§ **What the exercise asks**
Retype the items below word for word, with every line kept as it appears. Leave the pictures out of your copy.
* START Dataset content *
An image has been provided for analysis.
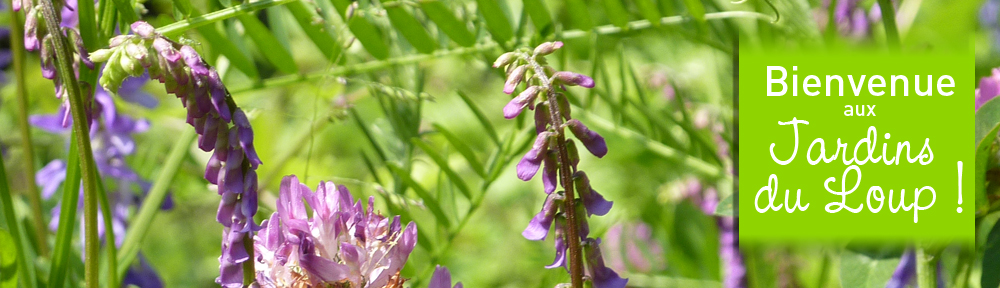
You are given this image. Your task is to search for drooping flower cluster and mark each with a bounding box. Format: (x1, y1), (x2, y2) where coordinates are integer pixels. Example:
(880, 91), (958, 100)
(976, 68), (1000, 111)
(493, 41), (627, 288)
(29, 78), (166, 288)
(254, 175), (418, 288)
(12, 0), (94, 123)
(91, 21), (261, 287)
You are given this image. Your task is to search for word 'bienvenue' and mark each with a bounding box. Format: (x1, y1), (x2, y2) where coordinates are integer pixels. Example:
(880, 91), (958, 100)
(754, 118), (962, 223)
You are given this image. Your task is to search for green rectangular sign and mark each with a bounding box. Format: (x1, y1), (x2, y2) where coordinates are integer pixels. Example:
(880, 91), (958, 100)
(739, 51), (975, 242)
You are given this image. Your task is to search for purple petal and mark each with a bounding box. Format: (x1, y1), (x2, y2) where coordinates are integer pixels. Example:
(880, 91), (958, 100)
(566, 119), (608, 158)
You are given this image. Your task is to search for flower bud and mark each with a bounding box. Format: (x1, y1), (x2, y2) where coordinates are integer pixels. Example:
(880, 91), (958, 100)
(534, 41), (562, 56)
(132, 21), (156, 39)
(503, 86), (542, 119)
(503, 65), (528, 94)
(552, 71), (594, 88)
(493, 52), (517, 68)
(566, 119), (608, 158)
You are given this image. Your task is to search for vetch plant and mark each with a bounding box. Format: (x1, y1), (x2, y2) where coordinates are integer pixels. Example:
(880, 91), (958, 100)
* END Dataset content *
§ **Full output**
An image has been provided for analysis.
You are given this image. Your task is to search for drooping flower cluster and mark each with a bounding box. Format: (x1, y1), (x2, y2) where coordinates are integer pixels. Example:
(880, 91), (958, 100)
(976, 68), (1000, 111)
(493, 41), (627, 288)
(29, 78), (166, 288)
(254, 175), (418, 288)
(12, 0), (94, 123)
(91, 21), (261, 287)
You are given this image. Your task is to search for word 'bienvenue' and mark each with a bounding box. Format: (x1, y1), (x2, y2) where coordinates are integer pixels. Example:
(880, 91), (958, 100)
(754, 118), (962, 223)
You are given this image. Your task is to search for green rectangular sign and mark each with a bounding box. Format: (x1, y1), (x2, y2) where coordinates are integer pixels. Example:
(880, 91), (958, 100)
(739, 51), (975, 242)
You are given this image. Your task is to search for purple petal and mark each with a bounding box. Format: (x1, y1), (x2, y2) where coordinates are integer pixels. Example:
(880, 91), (958, 100)
(566, 119), (608, 158)
You are given this image. Your task is to search for flower bud and mark each with a bounding box. Format: (x1, y1), (x2, y2) where coordinates are integer pixels. Example:
(880, 91), (958, 100)
(534, 41), (562, 56)
(132, 21), (156, 39)
(503, 86), (542, 119)
(503, 65), (528, 94)
(552, 71), (594, 88)
(493, 52), (517, 68)
(566, 119), (608, 158)
You are given this image. Your task is to search for vetch plant and mark each with a bounding box. Format: (x1, y1), (x2, y2) where coordinates are integer pixels. Example:
(880, 91), (958, 100)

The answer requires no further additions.